The response should be a precise copy of every entry.

Natural-language object grounding data:
Segment Open
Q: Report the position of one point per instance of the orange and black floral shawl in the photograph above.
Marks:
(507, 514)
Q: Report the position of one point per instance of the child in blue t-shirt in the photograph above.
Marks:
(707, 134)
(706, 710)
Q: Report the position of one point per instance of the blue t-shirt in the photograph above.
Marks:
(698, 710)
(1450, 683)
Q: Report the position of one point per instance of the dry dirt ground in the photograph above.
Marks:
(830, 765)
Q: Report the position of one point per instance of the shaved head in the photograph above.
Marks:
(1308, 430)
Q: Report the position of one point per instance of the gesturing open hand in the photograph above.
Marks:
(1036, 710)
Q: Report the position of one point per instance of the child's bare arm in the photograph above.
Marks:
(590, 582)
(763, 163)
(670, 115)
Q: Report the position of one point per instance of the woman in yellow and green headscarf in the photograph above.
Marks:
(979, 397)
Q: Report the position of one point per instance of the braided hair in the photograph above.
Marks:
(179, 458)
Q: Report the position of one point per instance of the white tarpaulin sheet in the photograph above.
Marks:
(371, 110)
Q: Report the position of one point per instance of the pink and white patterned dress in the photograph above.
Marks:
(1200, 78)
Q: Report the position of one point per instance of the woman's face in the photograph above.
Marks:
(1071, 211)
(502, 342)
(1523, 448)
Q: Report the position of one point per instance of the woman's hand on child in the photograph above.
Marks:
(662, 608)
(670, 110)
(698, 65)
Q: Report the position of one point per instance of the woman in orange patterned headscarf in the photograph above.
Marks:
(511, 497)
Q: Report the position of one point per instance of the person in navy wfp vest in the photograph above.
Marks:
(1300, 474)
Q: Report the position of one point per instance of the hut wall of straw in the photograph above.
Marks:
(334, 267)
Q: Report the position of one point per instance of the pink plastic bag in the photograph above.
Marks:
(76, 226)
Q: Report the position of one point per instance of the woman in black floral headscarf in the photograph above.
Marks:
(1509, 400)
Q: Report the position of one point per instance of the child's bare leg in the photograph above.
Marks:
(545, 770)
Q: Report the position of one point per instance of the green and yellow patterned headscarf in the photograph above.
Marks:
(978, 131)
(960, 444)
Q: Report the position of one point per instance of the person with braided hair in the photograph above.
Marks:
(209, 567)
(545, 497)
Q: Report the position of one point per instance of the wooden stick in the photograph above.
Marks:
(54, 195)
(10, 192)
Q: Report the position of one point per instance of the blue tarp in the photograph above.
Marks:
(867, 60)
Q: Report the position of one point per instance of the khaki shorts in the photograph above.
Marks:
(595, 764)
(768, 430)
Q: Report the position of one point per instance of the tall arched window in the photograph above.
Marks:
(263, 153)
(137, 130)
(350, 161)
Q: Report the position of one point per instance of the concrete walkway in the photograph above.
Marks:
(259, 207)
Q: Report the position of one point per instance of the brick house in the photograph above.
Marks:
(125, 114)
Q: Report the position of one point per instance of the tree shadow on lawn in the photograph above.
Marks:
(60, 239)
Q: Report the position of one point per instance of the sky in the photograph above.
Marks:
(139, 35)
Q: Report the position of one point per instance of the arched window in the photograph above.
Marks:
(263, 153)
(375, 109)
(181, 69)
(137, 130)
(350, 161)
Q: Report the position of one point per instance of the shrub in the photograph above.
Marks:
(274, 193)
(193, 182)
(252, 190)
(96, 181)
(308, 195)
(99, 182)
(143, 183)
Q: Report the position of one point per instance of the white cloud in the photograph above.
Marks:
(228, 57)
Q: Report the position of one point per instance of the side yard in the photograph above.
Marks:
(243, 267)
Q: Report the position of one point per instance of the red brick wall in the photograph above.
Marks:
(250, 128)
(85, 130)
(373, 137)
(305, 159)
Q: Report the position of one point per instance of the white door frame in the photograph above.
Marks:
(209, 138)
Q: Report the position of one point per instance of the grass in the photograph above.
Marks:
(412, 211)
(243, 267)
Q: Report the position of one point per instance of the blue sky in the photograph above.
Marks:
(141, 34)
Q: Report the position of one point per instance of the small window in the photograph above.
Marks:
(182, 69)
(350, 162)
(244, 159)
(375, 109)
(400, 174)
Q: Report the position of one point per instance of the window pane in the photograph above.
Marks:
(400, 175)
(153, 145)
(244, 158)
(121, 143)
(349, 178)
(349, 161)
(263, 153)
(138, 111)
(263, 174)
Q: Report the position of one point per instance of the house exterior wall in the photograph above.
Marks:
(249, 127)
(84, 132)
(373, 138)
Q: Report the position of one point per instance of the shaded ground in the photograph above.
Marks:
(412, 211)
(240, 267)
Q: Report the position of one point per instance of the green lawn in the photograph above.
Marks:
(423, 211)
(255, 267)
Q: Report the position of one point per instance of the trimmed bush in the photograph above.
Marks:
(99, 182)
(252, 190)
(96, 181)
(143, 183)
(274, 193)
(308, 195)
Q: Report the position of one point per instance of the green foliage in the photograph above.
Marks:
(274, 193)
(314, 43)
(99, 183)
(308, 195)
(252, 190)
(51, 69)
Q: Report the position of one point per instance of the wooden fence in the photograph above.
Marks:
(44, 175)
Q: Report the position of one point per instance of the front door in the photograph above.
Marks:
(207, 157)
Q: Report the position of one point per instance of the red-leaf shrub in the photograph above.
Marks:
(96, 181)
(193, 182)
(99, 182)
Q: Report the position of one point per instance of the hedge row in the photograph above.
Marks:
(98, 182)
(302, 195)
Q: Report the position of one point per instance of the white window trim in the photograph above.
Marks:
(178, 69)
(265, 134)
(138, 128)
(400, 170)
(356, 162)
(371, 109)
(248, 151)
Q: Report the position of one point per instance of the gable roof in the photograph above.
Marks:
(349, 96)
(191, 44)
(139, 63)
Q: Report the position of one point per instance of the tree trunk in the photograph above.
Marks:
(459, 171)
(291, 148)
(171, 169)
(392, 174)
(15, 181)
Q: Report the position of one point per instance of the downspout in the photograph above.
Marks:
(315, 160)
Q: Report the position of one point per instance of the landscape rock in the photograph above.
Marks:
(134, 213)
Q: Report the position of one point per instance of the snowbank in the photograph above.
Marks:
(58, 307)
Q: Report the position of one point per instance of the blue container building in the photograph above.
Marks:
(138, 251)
Segment Closed
Task result:
Q: Report the position of one point per instance of the orange and black floral shawl in the photograph above.
Marks:
(507, 514)
Q: Report the position of one point per instance of the child in blue t-shirt in the photograph above.
Marks:
(707, 134)
(706, 710)
Q: Report the position of one point per instance of the blue t-shirt in the photograph above.
Marks:
(698, 710)
(1450, 683)
Q: Report the position of one point per instance of the dry dirt ground in the photograph above.
Marks:
(830, 765)
Q: Report the position of one point per instance of the shaved head in the photograph above.
Marks:
(1308, 430)
Q: Report the position of one point per instance of the gesturing open hand in the photograph above.
Marks:
(1036, 710)
Q: Report the position of one point per instance of the child's bare arm in the photograph above.
Marks:
(590, 582)
(763, 163)
(670, 115)
Q: Report the position of one point per instance of the woman in yellow and green headscarf in the photograph above.
Marks:
(979, 397)
Q: Report the position of one point per instance of the braided hair in the photograph above.
Marks:
(179, 458)
Q: Report the position of one point per instance of the white tarpaulin sheet in the photograph above.
Marks:
(371, 110)
Q: Report the position of one point per instance of the pink and white patterned dress in the photograph above.
Marks:
(1200, 78)
Q: Report the position of one point per instance of the woman's face in the photograph above.
Marks:
(1071, 211)
(502, 342)
(1523, 448)
Q: Report the position of one point per instance of the woman's hand on child in the photograph above.
Marks:
(662, 608)
(670, 110)
(698, 65)
Q: Report the position of one point per instance of the woman in orange patterned headscarf in the photograph above.
Marks:
(511, 497)
Q: Report the position of one point per instance of the person in navy wfp vest in the photograph above.
Marks:
(1300, 474)
Q: Report the position of one point per instance of the hut wall of straw in the photograph above.
Marks:
(334, 267)
Q: Report the position of one point per instance of the pink plastic bag in the photograph above.
Marks:
(76, 226)
Q: Report the position of one point per instance of the woman in black floral headscarf in the photograph above.
Marks:
(1509, 400)
Q: Report the position of one point per instance of the child's bare leg in the photograph above.
Marks:
(545, 770)
Q: Report the position of one point per instance of the green and yellow patterned headscarf in the photograph above.
Marks:
(978, 131)
(960, 444)
Q: Report the position of one point per instance of the person with braided hair in the photograph above.
Marks:
(209, 567)
(545, 497)
Q: Report the position of one point per instance of the wooden stick in the photograph above.
Marks:
(54, 195)
(10, 192)
Q: Report the position of one point per instance of the blue tarp in the photograph above.
Marks:
(867, 60)
Q: Report the position of one point per instance of the khaki shorts in the photograph above.
Marks:
(595, 764)
(768, 430)
Q: Report the position of one point per instance of the tall arched window in the photograph above.
Marks:
(263, 153)
(137, 130)
(350, 161)
Q: Report the position of one point per instance of the concrete walkway in the photograph above.
Marks:
(259, 207)
Q: Report the position of one point per instance of the brick house in the photograph above.
Marks:
(125, 114)
Q: Report the position of one point per instance of the tree shadow on lawn in the photograph above.
Marks:
(60, 239)
Q: Report the position of one point per instance of the sky in the photograph above.
Marks:
(139, 35)
Q: Report the position of one point per instance of the arched window in the photograph above.
Marks:
(263, 153)
(375, 109)
(181, 69)
(137, 130)
(350, 161)
Q: Report the position of one point per instance of the shrub in the photograph above.
Marks:
(274, 193)
(193, 182)
(252, 190)
(96, 181)
(308, 195)
(99, 182)
(143, 183)
Q: Report the position of one point per instance of the white cloud in the photograph above.
Marks:
(228, 57)
Q: Report the position of one point per instance of the side yard in the photograph above.
Marks:
(243, 267)
Q: Report the position of one point per instance of the red brick wall in the photograph above.
Marks:
(250, 128)
(85, 130)
(373, 137)
(305, 159)
Q: Report the position of one point per instance of the white door frame in the photograph above.
Marks:
(209, 138)
Q: Report the position of one point per instance of the grass in the photograph above.
Marks:
(412, 211)
(243, 267)
Q: Report the position of one point per instance of the blue sky in the photograph above.
Marks:
(141, 34)
Q: Report the position of one point per instance of the small window in the photograph above.
Marks:
(182, 69)
(350, 162)
(244, 159)
(375, 109)
(400, 174)
Q: Report the position of one point per instance of the window pane in the photograph above.
Marks:
(400, 175)
(153, 145)
(244, 158)
(121, 143)
(349, 178)
(349, 161)
(263, 153)
(138, 111)
(263, 174)
Q: Report the position of one point per instance of the house exterior wall in the photograph above.
Marks:
(249, 127)
(84, 132)
(373, 138)
Q: Report the position of one point per instance of the shaded ground in the photograph above.
Marks:
(412, 211)
(240, 267)
Q: Report the position of one point per instance of the green lawn in the photograph above.
Marks:
(423, 211)
(255, 267)
Q: Report the position of one point per instance of the trimmed bush in the photograph above.
Marks:
(99, 182)
(252, 190)
(96, 181)
(143, 183)
(274, 193)
(308, 195)
Q: Report the position of one point per instance of the green foliage in the photograph above.
Marks:
(274, 193)
(314, 43)
(99, 183)
(308, 195)
(252, 190)
(51, 69)
Q: Report the position of one point per instance of the wooden fence in the photograph above.
Marks:
(44, 175)
Q: Report the position of one point per instance of the front door in the photograph above.
Marks:
(207, 157)
Q: Report the position of one point per instance of the red-leaf shrub in the photograph above.
Marks:
(96, 181)
(193, 182)
(99, 182)
Q: Report the position of one point per instance of the hedge row in the photograph above.
Marks:
(98, 182)
(302, 195)
Q: Report the position of one point per instance of the white window trim in the photograph above.
Marks:
(178, 69)
(265, 134)
(138, 128)
(400, 170)
(356, 162)
(371, 109)
(248, 151)
Q: Report the position of one point per instance of the gable roof in the photograph above.
Marks:
(349, 96)
(191, 44)
(139, 63)
Q: Report the position of one point per instance of the tree trunk in the photograph above.
Marks:
(459, 171)
(291, 148)
(171, 169)
(392, 174)
(15, 181)
Q: Report the position of one point per instance of the downspout in the photograph above.
Marks:
(315, 160)
Q: Report the position of one point per instance of the landscape rock in the photograph above.
Marks:
(134, 213)
Q: Report the position of one point per instance of the snowbank in the photograph above.
Marks:
(58, 307)
Q: Report the position of one point per instance of the blue container building in the photograph above.
Marks:
(138, 251)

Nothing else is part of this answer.